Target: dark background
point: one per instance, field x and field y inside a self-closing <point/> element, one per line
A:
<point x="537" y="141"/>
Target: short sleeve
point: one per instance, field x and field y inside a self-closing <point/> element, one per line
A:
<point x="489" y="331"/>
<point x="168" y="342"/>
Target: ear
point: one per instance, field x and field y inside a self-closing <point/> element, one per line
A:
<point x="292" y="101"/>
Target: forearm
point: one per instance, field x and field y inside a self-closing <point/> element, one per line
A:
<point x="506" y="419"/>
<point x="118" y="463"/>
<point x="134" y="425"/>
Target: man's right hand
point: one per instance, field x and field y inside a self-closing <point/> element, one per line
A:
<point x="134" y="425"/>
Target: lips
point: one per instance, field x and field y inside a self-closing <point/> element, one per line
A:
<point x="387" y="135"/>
- - -
- Work required
Return, word for word, the lines from the one containing "Target: lips" through the final line of the records.

- Complete output
Target: lips
point: one per instance, field x and field y inside a self-closing <point/> element, one per line
A:
<point x="387" y="135"/>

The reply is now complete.